TASK STATEMENT
As the answer, set down the lines below from the one containing "Which pixel sits on the large" through the one containing "Which pixel sits on the ornamental", exactly and inclusively, and no others.
[[ DATA TO PROCESS open ]]
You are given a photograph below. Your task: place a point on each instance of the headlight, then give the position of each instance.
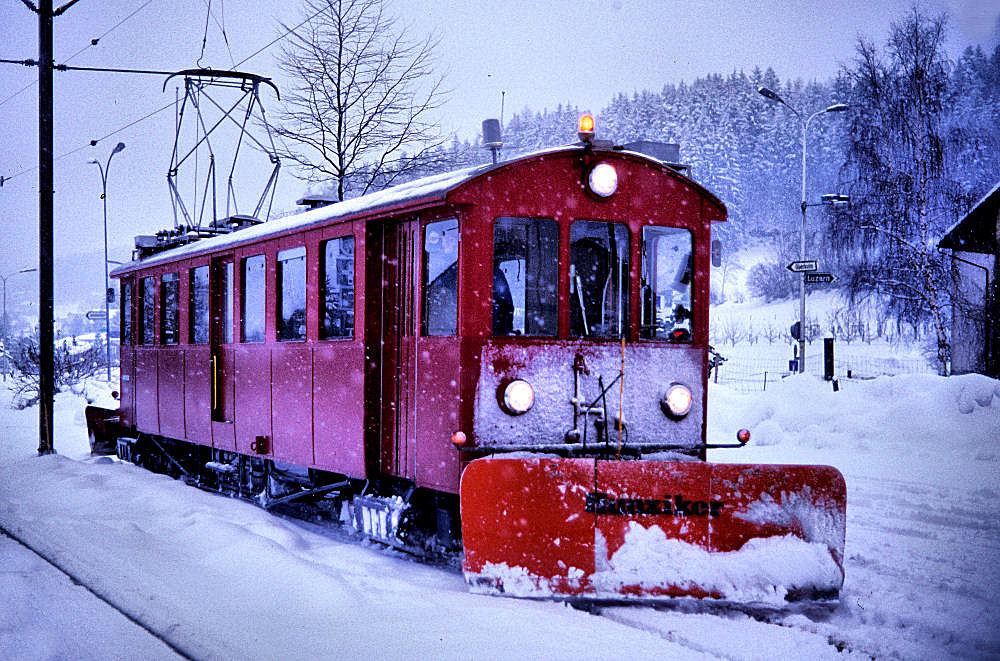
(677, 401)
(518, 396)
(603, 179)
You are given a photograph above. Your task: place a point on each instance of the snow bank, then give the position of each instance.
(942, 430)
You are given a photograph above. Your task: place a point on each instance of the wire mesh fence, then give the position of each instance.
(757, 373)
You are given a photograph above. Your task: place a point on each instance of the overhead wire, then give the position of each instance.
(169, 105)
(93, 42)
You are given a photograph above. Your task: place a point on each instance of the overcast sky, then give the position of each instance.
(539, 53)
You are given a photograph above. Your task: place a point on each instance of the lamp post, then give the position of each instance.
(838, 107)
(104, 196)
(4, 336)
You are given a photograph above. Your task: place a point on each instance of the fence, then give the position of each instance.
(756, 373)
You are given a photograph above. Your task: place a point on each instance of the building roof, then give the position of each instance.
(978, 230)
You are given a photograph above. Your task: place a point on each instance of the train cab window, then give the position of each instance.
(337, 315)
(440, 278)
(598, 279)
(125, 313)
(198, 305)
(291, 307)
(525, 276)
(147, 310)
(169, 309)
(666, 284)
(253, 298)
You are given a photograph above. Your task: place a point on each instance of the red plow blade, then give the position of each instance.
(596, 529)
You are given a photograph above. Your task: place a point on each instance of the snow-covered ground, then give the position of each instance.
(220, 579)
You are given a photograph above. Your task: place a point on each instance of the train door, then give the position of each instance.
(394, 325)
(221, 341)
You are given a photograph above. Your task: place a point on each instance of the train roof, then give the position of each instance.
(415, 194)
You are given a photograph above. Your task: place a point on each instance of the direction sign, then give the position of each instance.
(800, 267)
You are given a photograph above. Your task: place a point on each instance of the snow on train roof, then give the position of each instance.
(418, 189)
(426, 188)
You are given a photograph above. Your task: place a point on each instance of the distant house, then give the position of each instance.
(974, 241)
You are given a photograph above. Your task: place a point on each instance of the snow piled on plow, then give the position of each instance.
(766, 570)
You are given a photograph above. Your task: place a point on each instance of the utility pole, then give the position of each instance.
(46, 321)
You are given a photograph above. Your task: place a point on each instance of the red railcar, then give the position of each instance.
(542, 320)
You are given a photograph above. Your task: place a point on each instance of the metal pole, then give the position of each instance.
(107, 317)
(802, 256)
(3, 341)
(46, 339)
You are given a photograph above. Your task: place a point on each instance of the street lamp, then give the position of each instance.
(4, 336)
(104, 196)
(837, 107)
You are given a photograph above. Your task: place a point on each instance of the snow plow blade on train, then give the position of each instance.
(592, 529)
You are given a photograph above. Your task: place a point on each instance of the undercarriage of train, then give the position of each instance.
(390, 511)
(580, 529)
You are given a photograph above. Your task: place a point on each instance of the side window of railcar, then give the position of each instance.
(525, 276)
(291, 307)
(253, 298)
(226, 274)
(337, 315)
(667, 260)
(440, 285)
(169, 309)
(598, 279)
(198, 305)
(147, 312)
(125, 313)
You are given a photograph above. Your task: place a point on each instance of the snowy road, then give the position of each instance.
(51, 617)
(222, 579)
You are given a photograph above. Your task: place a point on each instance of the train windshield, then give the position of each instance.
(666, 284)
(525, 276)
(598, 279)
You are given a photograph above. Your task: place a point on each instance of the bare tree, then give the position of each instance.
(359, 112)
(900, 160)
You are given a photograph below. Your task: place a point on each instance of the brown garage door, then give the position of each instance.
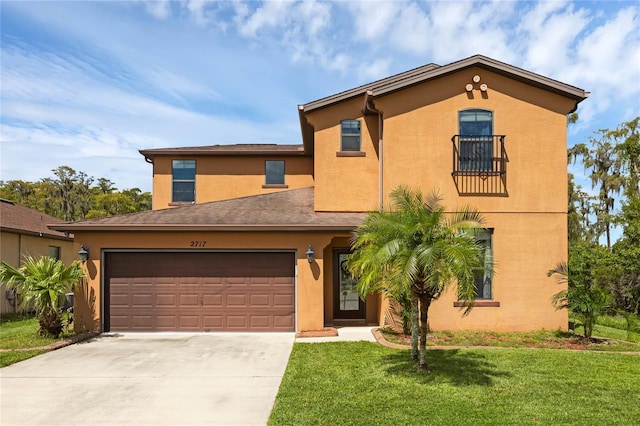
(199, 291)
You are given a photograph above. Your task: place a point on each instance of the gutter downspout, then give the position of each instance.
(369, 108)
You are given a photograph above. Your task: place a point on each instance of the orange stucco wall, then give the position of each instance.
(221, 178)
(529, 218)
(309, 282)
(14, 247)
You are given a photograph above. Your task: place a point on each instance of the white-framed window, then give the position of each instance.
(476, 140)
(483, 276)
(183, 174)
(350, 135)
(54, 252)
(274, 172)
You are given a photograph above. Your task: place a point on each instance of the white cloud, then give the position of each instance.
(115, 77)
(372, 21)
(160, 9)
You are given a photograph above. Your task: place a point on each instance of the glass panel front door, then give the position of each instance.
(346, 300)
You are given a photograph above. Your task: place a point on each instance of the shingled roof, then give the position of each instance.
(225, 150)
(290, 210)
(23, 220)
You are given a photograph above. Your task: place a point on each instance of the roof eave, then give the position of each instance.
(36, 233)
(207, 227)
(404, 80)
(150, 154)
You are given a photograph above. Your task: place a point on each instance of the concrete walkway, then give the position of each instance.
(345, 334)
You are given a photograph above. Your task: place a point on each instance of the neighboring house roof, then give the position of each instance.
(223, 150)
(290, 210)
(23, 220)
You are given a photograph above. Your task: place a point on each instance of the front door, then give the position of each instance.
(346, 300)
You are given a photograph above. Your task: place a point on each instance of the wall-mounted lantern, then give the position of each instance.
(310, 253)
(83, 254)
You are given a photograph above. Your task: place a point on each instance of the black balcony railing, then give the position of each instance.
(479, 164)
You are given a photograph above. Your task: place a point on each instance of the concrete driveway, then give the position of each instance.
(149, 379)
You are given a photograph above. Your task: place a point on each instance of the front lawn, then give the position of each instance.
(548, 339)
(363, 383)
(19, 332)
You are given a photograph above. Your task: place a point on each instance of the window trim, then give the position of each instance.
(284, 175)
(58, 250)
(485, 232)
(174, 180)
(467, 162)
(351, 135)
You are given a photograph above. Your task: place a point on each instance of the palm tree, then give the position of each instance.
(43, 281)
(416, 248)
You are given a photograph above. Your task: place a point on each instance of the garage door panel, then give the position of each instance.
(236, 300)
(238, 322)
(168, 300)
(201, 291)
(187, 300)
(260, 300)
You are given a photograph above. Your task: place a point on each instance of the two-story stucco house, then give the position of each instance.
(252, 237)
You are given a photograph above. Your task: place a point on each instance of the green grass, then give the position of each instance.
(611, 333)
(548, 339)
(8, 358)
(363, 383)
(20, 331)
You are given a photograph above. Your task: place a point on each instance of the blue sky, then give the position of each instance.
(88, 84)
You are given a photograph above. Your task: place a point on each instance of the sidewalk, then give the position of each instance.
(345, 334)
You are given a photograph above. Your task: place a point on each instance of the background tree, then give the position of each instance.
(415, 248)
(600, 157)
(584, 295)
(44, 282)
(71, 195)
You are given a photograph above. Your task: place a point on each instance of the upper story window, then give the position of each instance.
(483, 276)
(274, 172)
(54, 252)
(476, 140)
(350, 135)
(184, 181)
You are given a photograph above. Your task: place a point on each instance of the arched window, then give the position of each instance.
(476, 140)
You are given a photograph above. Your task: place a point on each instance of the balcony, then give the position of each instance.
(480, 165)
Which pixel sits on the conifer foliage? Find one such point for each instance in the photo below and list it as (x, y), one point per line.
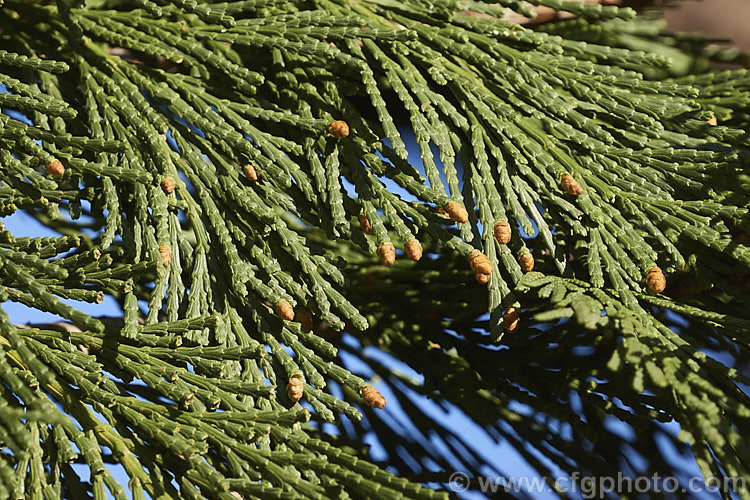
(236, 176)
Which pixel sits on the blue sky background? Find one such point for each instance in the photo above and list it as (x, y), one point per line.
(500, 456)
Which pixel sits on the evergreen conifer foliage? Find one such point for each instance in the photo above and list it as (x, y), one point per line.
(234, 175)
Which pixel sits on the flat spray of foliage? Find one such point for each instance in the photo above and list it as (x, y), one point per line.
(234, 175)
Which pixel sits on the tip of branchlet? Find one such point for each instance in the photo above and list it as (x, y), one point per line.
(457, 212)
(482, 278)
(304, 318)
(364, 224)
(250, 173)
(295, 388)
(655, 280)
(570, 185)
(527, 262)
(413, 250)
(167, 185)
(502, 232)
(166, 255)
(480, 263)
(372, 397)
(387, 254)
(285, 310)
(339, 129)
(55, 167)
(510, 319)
[[ DATA TO PROCESS closed ]]
[[ DATA TO PROCESS open ]]
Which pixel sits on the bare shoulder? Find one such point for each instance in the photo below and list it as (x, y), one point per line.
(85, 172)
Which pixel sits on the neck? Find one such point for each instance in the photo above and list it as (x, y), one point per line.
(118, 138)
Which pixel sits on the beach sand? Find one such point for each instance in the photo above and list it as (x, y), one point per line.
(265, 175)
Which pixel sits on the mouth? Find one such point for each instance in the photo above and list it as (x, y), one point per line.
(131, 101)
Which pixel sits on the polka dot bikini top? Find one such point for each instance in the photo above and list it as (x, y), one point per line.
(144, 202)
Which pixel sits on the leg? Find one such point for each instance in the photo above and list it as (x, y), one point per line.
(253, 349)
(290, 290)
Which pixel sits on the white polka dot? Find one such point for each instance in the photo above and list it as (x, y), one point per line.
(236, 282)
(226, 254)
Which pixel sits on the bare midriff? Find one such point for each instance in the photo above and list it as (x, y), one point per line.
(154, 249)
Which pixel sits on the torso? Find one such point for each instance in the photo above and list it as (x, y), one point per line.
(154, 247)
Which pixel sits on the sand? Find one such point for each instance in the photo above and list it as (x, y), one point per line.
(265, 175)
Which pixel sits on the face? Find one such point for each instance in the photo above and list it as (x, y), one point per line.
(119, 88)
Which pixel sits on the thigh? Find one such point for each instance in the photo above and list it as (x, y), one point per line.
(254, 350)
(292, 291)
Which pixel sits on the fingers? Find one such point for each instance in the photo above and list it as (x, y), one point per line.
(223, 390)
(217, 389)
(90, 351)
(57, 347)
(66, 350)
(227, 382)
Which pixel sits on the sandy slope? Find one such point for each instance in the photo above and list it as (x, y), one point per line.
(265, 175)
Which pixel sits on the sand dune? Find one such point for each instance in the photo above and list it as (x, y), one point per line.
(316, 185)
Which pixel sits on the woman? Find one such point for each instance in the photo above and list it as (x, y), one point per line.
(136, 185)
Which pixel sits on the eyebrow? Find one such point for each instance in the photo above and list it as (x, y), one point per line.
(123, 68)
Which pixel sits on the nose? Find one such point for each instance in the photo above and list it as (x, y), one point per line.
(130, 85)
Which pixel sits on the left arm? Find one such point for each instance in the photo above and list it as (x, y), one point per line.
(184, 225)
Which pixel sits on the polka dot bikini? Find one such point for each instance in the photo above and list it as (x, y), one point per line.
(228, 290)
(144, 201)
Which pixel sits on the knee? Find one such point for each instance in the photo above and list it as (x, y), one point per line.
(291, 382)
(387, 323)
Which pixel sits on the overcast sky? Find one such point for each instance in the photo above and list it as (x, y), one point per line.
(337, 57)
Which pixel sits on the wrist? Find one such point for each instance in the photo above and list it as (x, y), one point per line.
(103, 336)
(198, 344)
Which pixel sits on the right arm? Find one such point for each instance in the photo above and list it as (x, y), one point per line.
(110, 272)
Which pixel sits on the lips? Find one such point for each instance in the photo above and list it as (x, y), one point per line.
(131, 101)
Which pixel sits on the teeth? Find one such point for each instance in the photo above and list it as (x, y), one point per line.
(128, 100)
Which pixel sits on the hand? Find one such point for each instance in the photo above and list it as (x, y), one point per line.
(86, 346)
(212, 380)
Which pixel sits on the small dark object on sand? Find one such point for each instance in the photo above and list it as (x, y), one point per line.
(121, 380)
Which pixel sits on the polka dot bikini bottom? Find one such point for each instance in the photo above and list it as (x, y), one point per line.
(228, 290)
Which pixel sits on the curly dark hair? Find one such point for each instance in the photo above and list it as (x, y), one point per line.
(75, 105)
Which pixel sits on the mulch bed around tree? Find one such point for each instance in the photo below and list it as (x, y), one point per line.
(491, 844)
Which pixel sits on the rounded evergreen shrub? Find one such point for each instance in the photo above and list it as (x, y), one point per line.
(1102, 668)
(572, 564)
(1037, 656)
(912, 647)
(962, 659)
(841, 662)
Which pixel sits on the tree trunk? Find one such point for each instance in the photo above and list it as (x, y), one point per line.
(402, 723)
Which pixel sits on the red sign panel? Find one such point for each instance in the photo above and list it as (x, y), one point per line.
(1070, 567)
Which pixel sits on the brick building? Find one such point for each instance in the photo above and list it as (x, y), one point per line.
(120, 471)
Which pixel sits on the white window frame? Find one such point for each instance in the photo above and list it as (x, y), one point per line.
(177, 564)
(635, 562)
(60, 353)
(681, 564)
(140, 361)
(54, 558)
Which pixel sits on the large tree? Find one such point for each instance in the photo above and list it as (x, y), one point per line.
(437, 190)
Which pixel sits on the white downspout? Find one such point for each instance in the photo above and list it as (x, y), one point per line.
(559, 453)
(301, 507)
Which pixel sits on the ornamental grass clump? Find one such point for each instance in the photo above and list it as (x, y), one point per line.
[[ DATA TO PROCESS closed ]]
[[ DATA TO PROCESS open ]]
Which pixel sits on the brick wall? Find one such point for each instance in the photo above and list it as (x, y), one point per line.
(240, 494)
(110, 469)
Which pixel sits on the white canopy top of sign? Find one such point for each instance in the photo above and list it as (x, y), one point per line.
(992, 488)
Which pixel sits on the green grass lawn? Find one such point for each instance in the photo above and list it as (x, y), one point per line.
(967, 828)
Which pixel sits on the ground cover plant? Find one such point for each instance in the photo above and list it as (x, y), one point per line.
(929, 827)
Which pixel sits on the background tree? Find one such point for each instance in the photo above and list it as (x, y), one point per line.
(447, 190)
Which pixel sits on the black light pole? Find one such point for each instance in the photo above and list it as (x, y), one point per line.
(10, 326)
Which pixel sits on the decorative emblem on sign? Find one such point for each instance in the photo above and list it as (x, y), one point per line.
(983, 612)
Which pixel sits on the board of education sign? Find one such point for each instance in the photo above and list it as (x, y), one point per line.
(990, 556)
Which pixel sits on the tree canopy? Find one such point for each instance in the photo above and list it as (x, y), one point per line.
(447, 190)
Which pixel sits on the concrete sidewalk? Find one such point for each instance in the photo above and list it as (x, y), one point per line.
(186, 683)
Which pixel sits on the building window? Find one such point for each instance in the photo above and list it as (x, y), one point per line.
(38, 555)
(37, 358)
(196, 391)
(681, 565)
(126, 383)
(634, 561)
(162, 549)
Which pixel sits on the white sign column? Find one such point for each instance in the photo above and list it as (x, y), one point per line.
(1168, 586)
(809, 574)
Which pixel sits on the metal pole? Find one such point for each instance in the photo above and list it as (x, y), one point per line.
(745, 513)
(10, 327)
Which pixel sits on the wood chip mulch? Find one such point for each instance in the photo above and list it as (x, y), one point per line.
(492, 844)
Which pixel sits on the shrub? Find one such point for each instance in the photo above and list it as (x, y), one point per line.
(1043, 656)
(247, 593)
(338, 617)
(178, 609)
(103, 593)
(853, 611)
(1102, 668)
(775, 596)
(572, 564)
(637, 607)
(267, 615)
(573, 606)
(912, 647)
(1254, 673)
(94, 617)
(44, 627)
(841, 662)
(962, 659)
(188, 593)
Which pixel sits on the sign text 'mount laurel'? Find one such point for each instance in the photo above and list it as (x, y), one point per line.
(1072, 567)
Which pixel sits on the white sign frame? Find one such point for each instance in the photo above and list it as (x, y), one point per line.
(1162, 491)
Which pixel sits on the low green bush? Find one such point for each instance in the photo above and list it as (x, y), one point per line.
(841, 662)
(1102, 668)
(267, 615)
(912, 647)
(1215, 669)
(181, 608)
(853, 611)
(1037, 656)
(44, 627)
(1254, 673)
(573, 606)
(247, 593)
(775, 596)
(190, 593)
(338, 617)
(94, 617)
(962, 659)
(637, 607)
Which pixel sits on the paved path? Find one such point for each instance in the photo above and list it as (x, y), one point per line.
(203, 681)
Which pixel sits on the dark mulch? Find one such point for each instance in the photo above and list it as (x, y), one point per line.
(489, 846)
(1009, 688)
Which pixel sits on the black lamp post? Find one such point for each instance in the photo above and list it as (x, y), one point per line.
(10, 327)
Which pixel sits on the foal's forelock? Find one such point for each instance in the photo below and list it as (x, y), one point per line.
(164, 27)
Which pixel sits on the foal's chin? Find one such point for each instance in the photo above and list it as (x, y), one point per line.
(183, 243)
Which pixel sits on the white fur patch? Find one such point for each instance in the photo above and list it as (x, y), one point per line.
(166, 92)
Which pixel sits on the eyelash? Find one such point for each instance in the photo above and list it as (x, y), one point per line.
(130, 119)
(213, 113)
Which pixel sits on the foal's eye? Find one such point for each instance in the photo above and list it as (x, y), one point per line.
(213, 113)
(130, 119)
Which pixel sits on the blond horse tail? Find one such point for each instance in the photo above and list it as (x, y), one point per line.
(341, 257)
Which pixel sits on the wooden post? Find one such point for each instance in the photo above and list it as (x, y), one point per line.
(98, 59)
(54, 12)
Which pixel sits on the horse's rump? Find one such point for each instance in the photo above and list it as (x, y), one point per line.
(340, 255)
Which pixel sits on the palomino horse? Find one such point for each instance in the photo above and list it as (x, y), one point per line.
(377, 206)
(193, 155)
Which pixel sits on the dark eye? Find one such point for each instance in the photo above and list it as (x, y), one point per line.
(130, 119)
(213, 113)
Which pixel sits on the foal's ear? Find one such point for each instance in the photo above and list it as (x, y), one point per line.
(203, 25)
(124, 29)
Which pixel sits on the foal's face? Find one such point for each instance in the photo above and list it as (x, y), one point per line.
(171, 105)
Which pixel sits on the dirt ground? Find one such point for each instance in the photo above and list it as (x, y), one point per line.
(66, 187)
[[ DATA TO PROCESS closed ]]
EXERCISE RESPONSE
Which pixel sits on the large tree? Find one such point for each instance in the photo above and list it as (x, y), one point per line.
(437, 190)
Which pixel sits on the white downspout? Find one such point for each instance in the photo above and list it as (x, y), one point per line.
(559, 453)
(301, 507)
Which pixel sits on the ornamental grass clump? Find one such point for each instance in the photo above and list it as (x, y), one point per line.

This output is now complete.